Given request: Reproduce word for word the stretch of the Eichmann trial excerpt below from "Eichmann snapped to" through "if in prayer.".
[Text segment start]
Now, as he sat in front of the Bureau 06 investigators, the memories came out of him haltingly: the Munkács brickyards, Auschwitz, the Dachsgrube coal mines. He also told them about when Adolf Eichmann had gone into the ghetto in Munkács and announced that the Jews had no cause to worry. Days later, he explained to the investigators, he and the rest of his village had been shipped off to the extermination camp.

28

IN THE VALLEY
below the Old City stood Beit Ha'am, the House of the People, a white stone and marble four-story edifice in the middle of modern, chaotic Jerusalem. On April 11, 1961, at 8:55
A.M.,
one hundred police and military guards with automatic weapons surrounded the building. Inside, Adolf Eichmann, dressed in a dark blue suit and tie and wearing thick horn-rimmed glasses, was brought into the courtroom and directly into a bulletproof glass booth on the left side of the converted auditorium. He sat facing the empty witness stand. Two guards stood directly behind him.

Already seated in the hall, the 750 spectators gazed at him with unblinking eyes. Straight ahead of them, on the first level of a three-stepped raised dais, were the five prosecutors and two defense attorneys in their black gowns, seated at tables, side by side. Above them were the court stenographers and clerks.

For five minutes, there was little movement in the hall. Eichmann sat stoic and still, rarely glancing beyond his glass booth. There was muffled conversation as those gathered attempted to understand how this single man, with his remarkably ordinary face and measured demeanor, could be responsible for so much death. They would have been less taken aback if a monster had been clawing at his chains. Cameras and microphones, hidden in the acoustically tiled walls, recorded every moment for the world to see and hear.

At last the three judges walked into the court and took their places in high-backed chairs at the top of the dais. In quiet but stern Hebrew, the presiding judge, Moshe Landau, opened the proceedings. "Adolf Eichmann, rise!"

Eichmann snapped to his feet the instant the judge's words were translated through the headset hanging around his neck.

"Are you Adolf Eichmann, son of Adolf Karl Eichmann?"

"Yes," he answered.

When instructed by the judges, Eichmann turned toward them, his jaw slightly cocked, his face still impassive. Landau began reading the indictment, head down, hands together as if in prayer.

"First count. Nature of Offence: Crime against the Jewish People. Particulars of the Offence: (a) The Accused, during the period from 1939 to 1945, together with others, caused the deaths of millions of Jews as the persons who were responsible for the implementation of the plan of the Nazis for the physical extermination of the Jews, a plan known by its title 'The Final Solution of the Jewish Question.'"

Landau's words were like drips of water against a stone. The indictment went on for an hour: fifteen counts, numerous charges within each. He had uprooted whole populations. He had assembled Jews in ghettos and deported them en masse. He had committed mass murder at the extermination camps of Auschwitz, Chelmno, Belzec, Sobibor, Treblinka, and Majdanek. He had enslaved Jews in forced labor camps and had denied their rights as human beings. He had inflicted inhuman torture and suffering. He had plundered the property of Jews through robbery, terror, and torture. He had been directly involved in the deaths of one hundred children in Lidice, Poland. He had operated across Europe as well as in the Soviet Union and the Baltic countries Lithuania, Latvia, and Estonia—always, always, with the intention of "destroying the Jewish People."

When the judge asked Eichmann for his plea, he answered with the same phrase for each count. "In the sense of the indictment, no." This was the exact statement Hermann Göring had used at Nuremberg.

Directly after Eichmann's plea had been heard, Gideon Hausner, the forty-five-year-old attorney general, a man of stout figure and hooded blue eyes, began his opening speech. He had the flourish of a man who knew he was speaking for history.

When I stand before you here, Judges of Israel, to lead the Prosecution of Adolf Eichmann, I am not standing alone. With me are six million accusers. But they cannot rise to their feet and point an accusing finger towards him who sits in the dock and cry: "I accuse." For their ashes are piled up on the hills of Auschwitz and the fields of Treblinka and are strewn in the forests of Poland. Their graves are scattered throughout the length and breadth of Europe. Their blood cries out, but their voice is not heard. Therefore I will be their spokesman.
[Text segment end]
[Extracted entries start]
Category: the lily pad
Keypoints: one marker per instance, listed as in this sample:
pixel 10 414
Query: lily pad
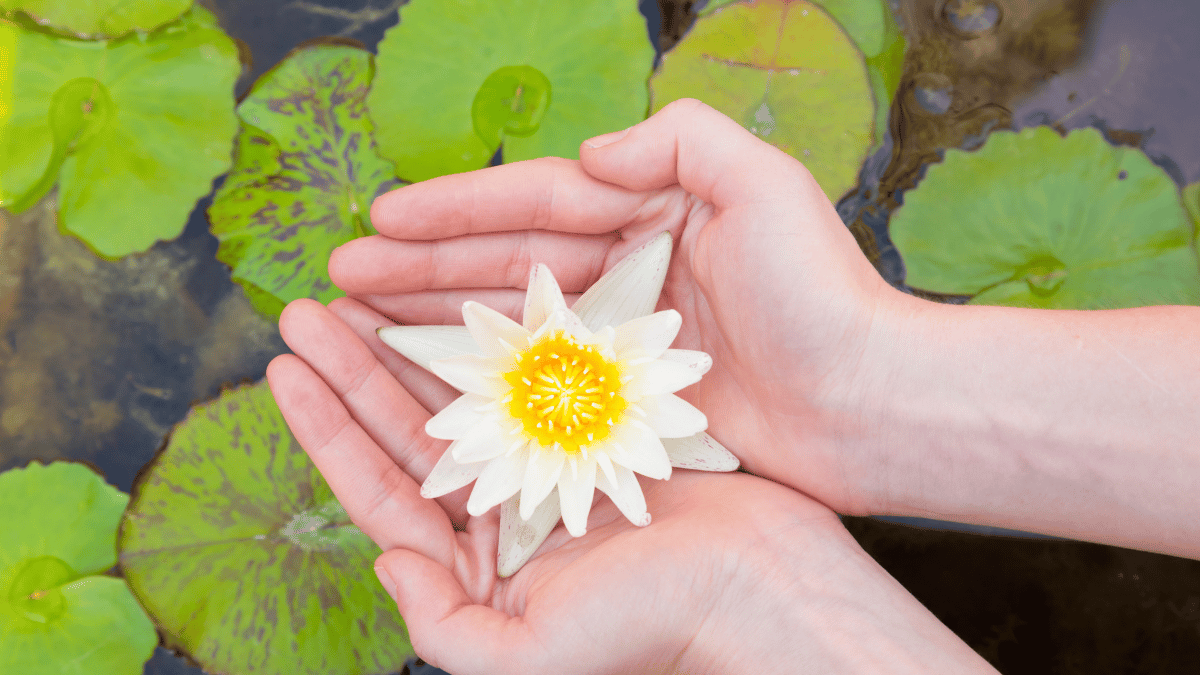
pixel 132 130
pixel 457 79
pixel 787 72
pixel 305 174
pixel 100 18
pixel 59 613
pixel 1033 219
pixel 874 29
pixel 244 557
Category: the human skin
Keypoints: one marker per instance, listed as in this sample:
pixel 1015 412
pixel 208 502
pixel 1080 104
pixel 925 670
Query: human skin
pixel 826 380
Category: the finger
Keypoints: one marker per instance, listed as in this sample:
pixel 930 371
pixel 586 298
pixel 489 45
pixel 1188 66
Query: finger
pixel 378 264
pixel 706 153
pixel 426 388
pixel 546 193
pixel 444 308
pixel 448 629
pixel 381 499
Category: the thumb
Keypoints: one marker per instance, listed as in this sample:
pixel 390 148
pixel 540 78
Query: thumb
[Extracted entries end]
Correct output:
Eichmann snapped to his feet the instant the judge's words were translated through the headset hanging around his neck.

"Are you Adolf Eichmann, son of Adolf Karl Eichmann?"

"Yes," he answered.

When instructed by the judges, Eichmann turned toward them, his jaw slightly cocked, his face still impassive. Landau began reading the indictment, head down, hands together as if in prayer.